• **What is expected**
Could you write out the stretch of data from its start through the line containing "[[[256,169],[255,91],[122,104],[92,82],[0,90],[0,169]]]", substituting "distinct pieces" for "separate parts" and keeping everything else the same?

• **Provided data**
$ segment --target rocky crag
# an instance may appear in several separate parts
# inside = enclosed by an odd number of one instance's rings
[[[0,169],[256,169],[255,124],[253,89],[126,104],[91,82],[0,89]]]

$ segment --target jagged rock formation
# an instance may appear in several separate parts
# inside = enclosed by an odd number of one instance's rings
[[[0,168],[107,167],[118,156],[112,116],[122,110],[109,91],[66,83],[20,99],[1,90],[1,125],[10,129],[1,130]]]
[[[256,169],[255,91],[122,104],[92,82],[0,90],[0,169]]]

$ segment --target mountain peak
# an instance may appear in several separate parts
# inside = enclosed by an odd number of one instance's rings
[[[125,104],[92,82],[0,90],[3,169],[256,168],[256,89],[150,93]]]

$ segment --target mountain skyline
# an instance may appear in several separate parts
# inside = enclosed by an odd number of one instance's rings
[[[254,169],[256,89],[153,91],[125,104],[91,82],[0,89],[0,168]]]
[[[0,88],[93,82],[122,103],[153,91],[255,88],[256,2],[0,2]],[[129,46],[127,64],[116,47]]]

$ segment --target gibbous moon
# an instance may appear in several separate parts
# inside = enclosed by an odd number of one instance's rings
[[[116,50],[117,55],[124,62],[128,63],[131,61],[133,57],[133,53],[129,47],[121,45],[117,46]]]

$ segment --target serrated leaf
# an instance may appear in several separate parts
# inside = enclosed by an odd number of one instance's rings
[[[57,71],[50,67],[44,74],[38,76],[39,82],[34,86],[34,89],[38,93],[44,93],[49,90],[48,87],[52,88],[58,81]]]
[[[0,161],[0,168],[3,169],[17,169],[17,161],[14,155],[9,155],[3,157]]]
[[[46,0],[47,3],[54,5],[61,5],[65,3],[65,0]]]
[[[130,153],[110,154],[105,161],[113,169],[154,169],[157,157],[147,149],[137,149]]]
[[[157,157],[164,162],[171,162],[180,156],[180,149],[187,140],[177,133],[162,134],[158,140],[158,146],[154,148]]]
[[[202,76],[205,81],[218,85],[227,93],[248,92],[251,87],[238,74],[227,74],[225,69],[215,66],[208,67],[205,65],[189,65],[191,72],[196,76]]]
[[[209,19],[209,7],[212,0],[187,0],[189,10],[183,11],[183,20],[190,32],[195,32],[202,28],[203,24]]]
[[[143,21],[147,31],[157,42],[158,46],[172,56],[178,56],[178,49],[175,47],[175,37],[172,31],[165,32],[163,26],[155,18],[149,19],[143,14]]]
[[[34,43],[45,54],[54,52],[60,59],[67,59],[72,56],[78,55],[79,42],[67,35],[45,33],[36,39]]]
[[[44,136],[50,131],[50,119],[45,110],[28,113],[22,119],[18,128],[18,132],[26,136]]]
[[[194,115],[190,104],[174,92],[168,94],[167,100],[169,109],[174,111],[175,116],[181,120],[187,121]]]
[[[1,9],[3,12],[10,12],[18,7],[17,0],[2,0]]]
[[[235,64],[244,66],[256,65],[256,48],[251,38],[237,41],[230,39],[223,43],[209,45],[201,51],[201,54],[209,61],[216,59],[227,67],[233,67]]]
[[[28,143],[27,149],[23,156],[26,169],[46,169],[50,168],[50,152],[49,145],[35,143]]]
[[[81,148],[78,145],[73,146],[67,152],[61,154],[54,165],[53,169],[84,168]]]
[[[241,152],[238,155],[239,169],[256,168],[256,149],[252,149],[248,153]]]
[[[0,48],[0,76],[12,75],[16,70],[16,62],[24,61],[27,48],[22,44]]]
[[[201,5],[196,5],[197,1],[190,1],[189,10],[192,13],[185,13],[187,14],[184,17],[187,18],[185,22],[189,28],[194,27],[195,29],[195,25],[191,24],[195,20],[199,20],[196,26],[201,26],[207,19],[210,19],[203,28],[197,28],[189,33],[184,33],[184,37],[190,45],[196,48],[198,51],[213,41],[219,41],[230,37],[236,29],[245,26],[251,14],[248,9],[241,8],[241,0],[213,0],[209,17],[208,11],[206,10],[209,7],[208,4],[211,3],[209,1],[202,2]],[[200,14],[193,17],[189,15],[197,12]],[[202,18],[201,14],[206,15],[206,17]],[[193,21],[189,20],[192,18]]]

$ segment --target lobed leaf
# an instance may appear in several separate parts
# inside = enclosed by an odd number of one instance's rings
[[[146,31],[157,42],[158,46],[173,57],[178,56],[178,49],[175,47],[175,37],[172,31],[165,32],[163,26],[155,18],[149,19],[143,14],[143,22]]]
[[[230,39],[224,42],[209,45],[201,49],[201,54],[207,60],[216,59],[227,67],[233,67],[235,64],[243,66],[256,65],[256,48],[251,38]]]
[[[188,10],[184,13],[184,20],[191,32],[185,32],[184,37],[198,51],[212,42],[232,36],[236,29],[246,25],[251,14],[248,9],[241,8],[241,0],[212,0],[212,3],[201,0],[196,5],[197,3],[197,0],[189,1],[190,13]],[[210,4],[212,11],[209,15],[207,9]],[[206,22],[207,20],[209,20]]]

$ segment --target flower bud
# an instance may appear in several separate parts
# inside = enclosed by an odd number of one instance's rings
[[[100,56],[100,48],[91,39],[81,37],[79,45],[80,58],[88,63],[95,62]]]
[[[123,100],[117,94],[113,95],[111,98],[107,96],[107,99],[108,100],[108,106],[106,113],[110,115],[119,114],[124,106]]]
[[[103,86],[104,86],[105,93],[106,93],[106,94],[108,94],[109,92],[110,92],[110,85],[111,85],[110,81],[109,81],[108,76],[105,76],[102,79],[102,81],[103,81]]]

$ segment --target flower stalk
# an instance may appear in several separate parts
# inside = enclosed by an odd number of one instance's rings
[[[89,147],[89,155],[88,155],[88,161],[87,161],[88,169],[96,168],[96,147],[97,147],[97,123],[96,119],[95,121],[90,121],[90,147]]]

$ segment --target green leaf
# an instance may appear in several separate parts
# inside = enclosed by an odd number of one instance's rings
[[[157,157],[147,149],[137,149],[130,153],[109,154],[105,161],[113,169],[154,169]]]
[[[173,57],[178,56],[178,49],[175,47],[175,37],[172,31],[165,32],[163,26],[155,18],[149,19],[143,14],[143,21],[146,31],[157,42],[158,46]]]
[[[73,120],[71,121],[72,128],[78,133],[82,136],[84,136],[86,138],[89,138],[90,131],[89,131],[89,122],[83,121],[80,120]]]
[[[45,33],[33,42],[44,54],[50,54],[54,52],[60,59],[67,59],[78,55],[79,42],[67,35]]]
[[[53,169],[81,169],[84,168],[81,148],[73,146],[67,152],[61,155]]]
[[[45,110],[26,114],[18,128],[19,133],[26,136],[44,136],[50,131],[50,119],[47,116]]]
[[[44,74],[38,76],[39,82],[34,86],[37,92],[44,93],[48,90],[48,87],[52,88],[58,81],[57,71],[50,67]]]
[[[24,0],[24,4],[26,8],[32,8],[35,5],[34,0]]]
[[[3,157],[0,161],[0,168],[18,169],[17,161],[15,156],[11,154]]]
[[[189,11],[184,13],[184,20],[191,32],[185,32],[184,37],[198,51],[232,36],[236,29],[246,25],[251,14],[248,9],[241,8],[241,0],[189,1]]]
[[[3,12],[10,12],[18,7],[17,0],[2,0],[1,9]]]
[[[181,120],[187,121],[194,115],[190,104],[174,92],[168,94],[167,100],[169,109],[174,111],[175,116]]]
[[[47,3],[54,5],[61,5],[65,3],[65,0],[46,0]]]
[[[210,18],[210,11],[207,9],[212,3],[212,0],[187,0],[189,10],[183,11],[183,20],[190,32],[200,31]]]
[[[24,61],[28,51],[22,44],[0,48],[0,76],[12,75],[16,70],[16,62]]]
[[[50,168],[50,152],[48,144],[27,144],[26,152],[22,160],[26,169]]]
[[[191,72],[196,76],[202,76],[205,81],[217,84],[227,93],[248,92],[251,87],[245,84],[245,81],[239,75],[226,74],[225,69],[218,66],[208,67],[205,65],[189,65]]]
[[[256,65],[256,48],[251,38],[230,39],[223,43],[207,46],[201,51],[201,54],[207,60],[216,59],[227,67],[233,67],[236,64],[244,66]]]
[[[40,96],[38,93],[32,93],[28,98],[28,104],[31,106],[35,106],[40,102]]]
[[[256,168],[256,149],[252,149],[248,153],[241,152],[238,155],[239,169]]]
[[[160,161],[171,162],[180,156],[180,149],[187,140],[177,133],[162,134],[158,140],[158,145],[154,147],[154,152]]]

• **Exercise response**
$ segment --target rocky crag
# an instance may appear in several distinct pieces
# inside = enclosed by an odd number of one instance's rings
[[[0,169],[256,169],[255,124],[253,89],[126,104],[91,82],[0,89]]]

$ segment --target jagged rock formation
# an instance may appear in several distinct pieces
# inside = enclosed by an odd number of one instance's rings
[[[0,168],[107,167],[118,156],[112,116],[122,110],[109,91],[66,83],[20,99],[1,90],[1,125],[10,129],[1,130]]]
[[[256,169],[255,91],[122,104],[92,82],[0,90],[0,169]]]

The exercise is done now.